→ The problem
Reproduce all of the items below word for word, with nothing changed, and leave the pictures out of your answer.

-*-

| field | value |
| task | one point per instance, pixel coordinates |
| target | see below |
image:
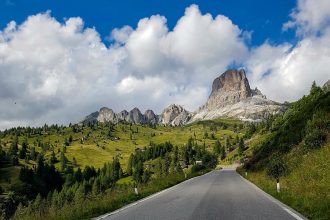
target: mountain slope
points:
(300, 140)
(232, 96)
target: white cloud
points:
(285, 72)
(310, 16)
(53, 72)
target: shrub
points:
(315, 139)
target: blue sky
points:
(264, 19)
(57, 63)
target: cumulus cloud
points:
(285, 72)
(57, 72)
(310, 16)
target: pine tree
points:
(241, 146)
(63, 161)
(130, 164)
(217, 148)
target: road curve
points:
(217, 195)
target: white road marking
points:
(147, 198)
(286, 208)
(293, 214)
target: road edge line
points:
(285, 207)
(147, 198)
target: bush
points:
(197, 167)
(315, 139)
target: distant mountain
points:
(231, 96)
(172, 115)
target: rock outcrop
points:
(174, 115)
(150, 117)
(135, 117)
(106, 114)
(232, 96)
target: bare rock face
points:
(135, 116)
(150, 117)
(232, 96)
(174, 115)
(107, 115)
(91, 118)
(229, 88)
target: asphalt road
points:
(217, 195)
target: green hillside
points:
(101, 156)
(299, 141)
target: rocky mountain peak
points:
(174, 115)
(150, 117)
(232, 96)
(229, 88)
(106, 114)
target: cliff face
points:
(172, 115)
(229, 88)
(232, 96)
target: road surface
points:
(217, 195)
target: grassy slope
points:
(99, 148)
(305, 187)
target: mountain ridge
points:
(231, 96)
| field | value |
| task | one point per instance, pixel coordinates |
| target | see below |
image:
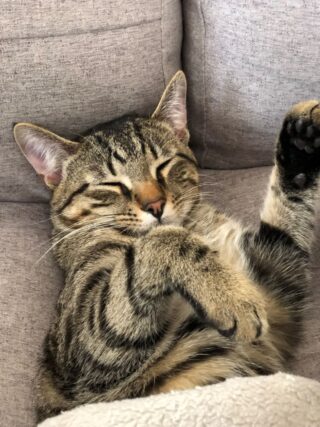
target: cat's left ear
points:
(44, 150)
(172, 106)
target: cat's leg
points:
(171, 260)
(277, 255)
(290, 202)
(287, 219)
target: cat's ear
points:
(172, 106)
(44, 150)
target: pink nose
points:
(155, 208)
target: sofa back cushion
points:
(72, 64)
(247, 61)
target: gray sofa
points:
(70, 64)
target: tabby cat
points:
(162, 291)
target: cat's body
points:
(150, 307)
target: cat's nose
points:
(155, 208)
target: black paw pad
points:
(298, 153)
(300, 180)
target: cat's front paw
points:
(298, 150)
(246, 318)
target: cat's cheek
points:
(147, 220)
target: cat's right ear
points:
(44, 150)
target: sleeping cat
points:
(162, 291)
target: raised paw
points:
(298, 150)
(243, 319)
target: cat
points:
(162, 291)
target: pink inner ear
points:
(39, 164)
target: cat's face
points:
(133, 173)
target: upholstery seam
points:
(204, 144)
(162, 54)
(79, 33)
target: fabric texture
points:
(246, 63)
(279, 400)
(30, 286)
(70, 65)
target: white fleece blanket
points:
(279, 400)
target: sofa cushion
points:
(69, 65)
(29, 287)
(246, 63)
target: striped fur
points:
(149, 307)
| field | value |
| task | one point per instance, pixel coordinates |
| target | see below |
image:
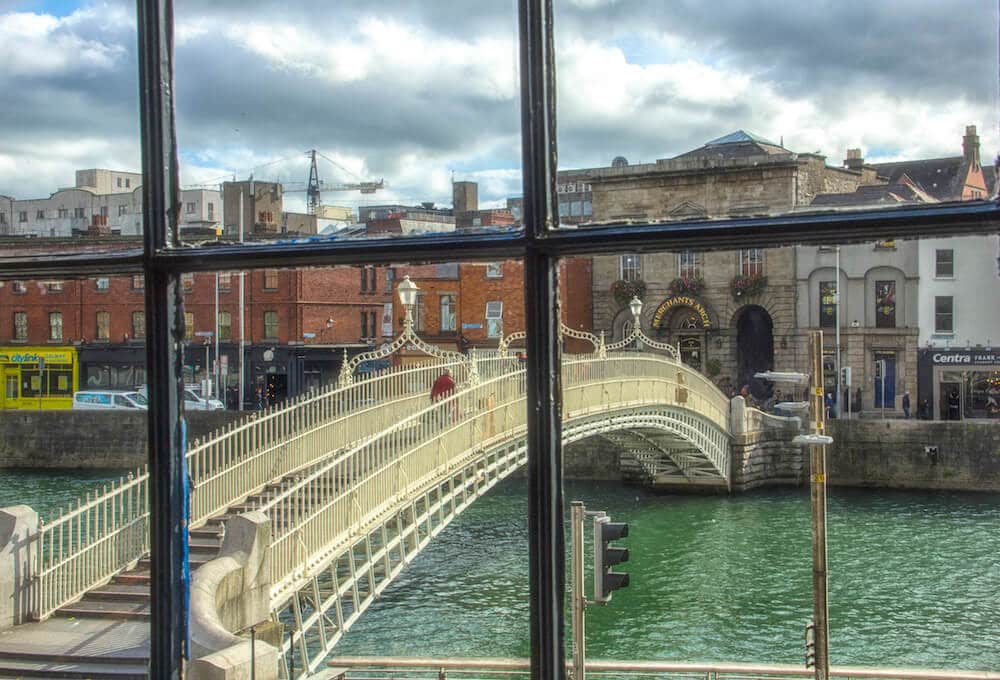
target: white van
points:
(193, 402)
(109, 399)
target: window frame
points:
(539, 247)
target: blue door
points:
(889, 377)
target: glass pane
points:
(76, 184)
(406, 124)
(688, 111)
(694, 359)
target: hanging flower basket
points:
(745, 286)
(624, 291)
(685, 285)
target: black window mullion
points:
(167, 473)
(546, 544)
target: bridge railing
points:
(338, 501)
(87, 545)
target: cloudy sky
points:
(420, 92)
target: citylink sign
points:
(681, 301)
(968, 358)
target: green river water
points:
(914, 577)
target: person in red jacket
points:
(443, 386)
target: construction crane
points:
(315, 185)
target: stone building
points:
(731, 313)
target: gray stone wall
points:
(893, 454)
(86, 439)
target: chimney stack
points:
(465, 197)
(854, 160)
(970, 146)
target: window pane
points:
(685, 111)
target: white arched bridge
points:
(354, 481)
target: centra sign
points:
(681, 301)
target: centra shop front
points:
(38, 377)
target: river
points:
(914, 580)
(914, 576)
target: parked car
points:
(194, 402)
(109, 399)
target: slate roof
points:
(739, 144)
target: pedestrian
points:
(954, 405)
(443, 386)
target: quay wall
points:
(87, 439)
(912, 454)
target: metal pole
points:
(817, 486)
(242, 339)
(577, 515)
(836, 325)
(216, 370)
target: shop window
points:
(827, 304)
(103, 326)
(271, 325)
(55, 326)
(944, 264)
(630, 268)
(494, 318)
(944, 314)
(138, 325)
(21, 326)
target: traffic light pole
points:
(817, 486)
(577, 514)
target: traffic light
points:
(606, 556)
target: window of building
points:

-*-

→ Finished answer
| field | value |
| task | one point per instance, pixel coordinates |
| target | see below |
image:
target: mountain slope
points:
(300, 140)
(232, 96)
target: white cloud
points:
(285, 72)
(310, 16)
(53, 72)
target: shrub
points:
(315, 139)
target: blue sky
points:
(264, 19)
(57, 63)
target: cumulus cloud
points:
(285, 72)
(57, 72)
(310, 16)
target: pine tree
points:
(241, 146)
(63, 161)
(130, 164)
(217, 148)
target: road curve
points:
(217, 195)
target: white road marking
points:
(147, 198)
(286, 208)
(293, 214)
target: road edge line
points:
(285, 207)
(147, 198)
target: bush
points:
(197, 167)
(315, 139)
target: distant mountain
points:
(231, 96)
(172, 115)
target: rock outcrop
points:
(174, 115)
(150, 117)
(135, 117)
(106, 114)
(232, 96)
target: bare rock face
points:
(135, 116)
(150, 117)
(232, 96)
(174, 115)
(107, 115)
(91, 118)
(229, 88)
target: asphalt road
points:
(217, 195)
target: green hillside
points:
(101, 156)
(299, 141)
target: rocky mountain peak
points:
(174, 115)
(150, 117)
(232, 96)
(229, 88)
(106, 114)
target: cliff face
points:
(172, 115)
(229, 88)
(232, 96)
target: road surface
points:
(217, 195)
target: grassy slope
points:
(99, 148)
(305, 187)
target: mountain ridge
points:
(231, 96)
| field | value |
| task | one point per instance, pixel coordinates |
| target | see below |
image:
target: cat's left ear
points:
(44, 150)
(172, 106)
target: cat's leg
points:
(171, 260)
(277, 255)
(290, 202)
(287, 219)
target: cat's ear
points:
(172, 106)
(44, 150)
target: pink nose
points:
(155, 208)
target: sofa back cushion
points:
(72, 64)
(247, 61)
target: gray sofa
points:
(70, 64)
target: tabby cat
points:
(162, 291)
target: cat's body
points:
(150, 307)
target: cat's nose
points:
(155, 208)
target: black paw pad
points:
(298, 153)
(300, 180)
target: cat's front paw
points:
(298, 150)
(246, 318)
target: cat's cheek
points:
(147, 220)
target: cat's right ear
points:
(44, 150)
target: sleeping cat
points:
(162, 291)
target: raised paw
points:
(298, 150)
(243, 319)
target: cat
points:
(162, 291)
target: pink inner ear
points:
(39, 164)
target: cat's face
points:
(133, 173)
target: upholstery seam
points:
(204, 144)
(162, 54)
(79, 33)
target: fabric texture
points:
(246, 63)
(279, 400)
(30, 286)
(70, 65)
target: white fleece blanket
points:
(279, 400)
target: sofa cushion
points:
(69, 65)
(29, 287)
(246, 63)
target: striped fur
points:
(149, 307)
| field | value |
| task | one point per instance, pixel coordinates |
| target | see below |
image:
target: white van
points:
(193, 402)
(109, 399)
target: window frame
points:
(539, 247)
target: blue door
points:
(889, 377)
target: glass pane
points:
(76, 184)
(406, 124)
(688, 111)
(694, 359)
target: hanging flower basket
points:
(745, 286)
(624, 291)
(685, 285)
target: black window mullion
points:
(167, 473)
(546, 544)
target: bridge railing
points:
(338, 501)
(87, 545)
target: cloudy sky
points:
(420, 92)
target: citylink sign
points:
(681, 301)
(968, 358)
target: green river water
points:
(914, 577)
target: person in red jacket
points:
(443, 386)
target: construction crane
points:
(315, 185)
target: stone building
points:
(731, 313)
target: gray stone wall
points:
(893, 454)
(86, 439)
target: chimney stack
points:
(465, 197)
(854, 160)
(970, 146)
target: window pane
points:
(685, 111)
target: white arched bridge
points:
(354, 481)
target: centra sign
points:
(681, 301)
target: centra shop front
points:
(38, 377)
target: river
points:
(914, 580)
(914, 576)
target: parked car
points:
(194, 402)
(109, 399)
target: slate roof
points:
(739, 144)
target: pedestrian
points:
(954, 405)
(443, 386)
target: quay wall
points:
(87, 439)
(912, 454)
target: metal pole
points:
(817, 486)
(242, 339)
(577, 515)
(836, 325)
(216, 370)
target: shop window
points:
(827, 304)
(103, 326)
(271, 325)
(55, 326)
(944, 264)
(630, 268)
(494, 318)
(944, 314)
(138, 325)
(21, 326)
target: traffic light pole
points:
(817, 486)
(577, 514)
target: traffic light
points:
(606, 556)
target: window of building
points:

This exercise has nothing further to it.